+++ Material for this exercise

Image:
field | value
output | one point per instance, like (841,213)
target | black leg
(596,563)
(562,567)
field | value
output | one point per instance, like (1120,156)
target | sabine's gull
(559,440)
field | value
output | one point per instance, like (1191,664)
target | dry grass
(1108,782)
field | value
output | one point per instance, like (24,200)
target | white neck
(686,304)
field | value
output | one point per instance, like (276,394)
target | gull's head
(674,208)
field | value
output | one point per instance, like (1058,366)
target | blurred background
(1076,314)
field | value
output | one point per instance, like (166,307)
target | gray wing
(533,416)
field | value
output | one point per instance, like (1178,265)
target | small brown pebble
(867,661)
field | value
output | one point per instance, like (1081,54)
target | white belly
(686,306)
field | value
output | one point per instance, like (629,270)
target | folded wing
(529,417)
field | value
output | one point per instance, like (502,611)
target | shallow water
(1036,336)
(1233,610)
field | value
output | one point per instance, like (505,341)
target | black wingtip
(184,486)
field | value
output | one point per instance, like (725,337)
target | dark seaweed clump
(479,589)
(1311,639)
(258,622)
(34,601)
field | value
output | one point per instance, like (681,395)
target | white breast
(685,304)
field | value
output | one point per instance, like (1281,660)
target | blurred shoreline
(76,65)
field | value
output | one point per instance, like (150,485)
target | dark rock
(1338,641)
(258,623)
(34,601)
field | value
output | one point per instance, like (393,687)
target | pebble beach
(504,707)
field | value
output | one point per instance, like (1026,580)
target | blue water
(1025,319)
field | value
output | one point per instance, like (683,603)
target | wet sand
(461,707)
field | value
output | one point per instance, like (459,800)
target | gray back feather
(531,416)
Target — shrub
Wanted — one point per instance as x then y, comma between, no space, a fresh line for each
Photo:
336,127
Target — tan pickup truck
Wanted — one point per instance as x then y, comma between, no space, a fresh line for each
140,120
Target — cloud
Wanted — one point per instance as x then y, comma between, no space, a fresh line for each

++++++

Exercise details
Word for word, write out each of the records shown above.

Answer box
Image:
field | value
output | one point per instance, like (841,213)
target | black leg
(596,563)
(562,567)
field | value
output | one point per instance, like (1120,156)
target | sabine's gull
(559,440)
field | value
output | one point per instance, like (1191,664)
target | dry grass
(1108,782)
field | value
output | one point per instance, like (24,200)
target | white neck
(686,304)
field | value
output | one point per instance, like (276,394)
target | gull's head
(674,208)
field | value
output | one point per instance, like (1058,366)
target | blurred background
(1076,314)
field | value
output | one point per instance, like (166,307)
target | gray wing
(533,416)
field | value
output | one point per instance, like (1178,265)
target | small brown pebble
(867,661)
field | value
output | one point per instance, like (1081,54)
target | white belly
(686,306)
field | value
output | one point per instance, like (629,270)
target | folded wing
(529,417)
field | value
output | one point per instance, like (502,611)
target | shallow water
(1036,336)
(1233,610)
field | value
output | one point per instance, like (505,341)
target | black wingtip
(184,486)
field | value
output | one point per instance, like (725,337)
target | dark seaweed clump
(479,589)
(1311,639)
(258,622)
(34,601)
field | value
output | one point per instance, like (681,395)
target | white breast
(685,304)
field | value
output | one point per instance, like (1281,660)
target | blurred shoreline
(76,65)
field | value
output | one point per instance, like (150,485)
target | dark rock
(1338,641)
(258,623)
(34,601)
field | value
output | one point per instance, like (393,687)
target | pebble beach
(504,707)
field | value
output | one point per instance, like (1026,580)
target | blue water
(1025,319)
field | value
output | one point per instance, like (683,603)
target | wet sand
(461,707)
field | value
output | one point per instance, like (459,800)
target | gray back feather
(531,416)
Target — shrub
Wanted — one point per instance as x then y, comma between, no space, a fresh line for each
Photo:
336,127
Target — tan pickup truck
Wanted — one point per instance as x then y, comma between, no space, a fresh line for each
140,120
Target — cloud
Wanted — one point per instance as x then y, comma between, no space, a fresh line for each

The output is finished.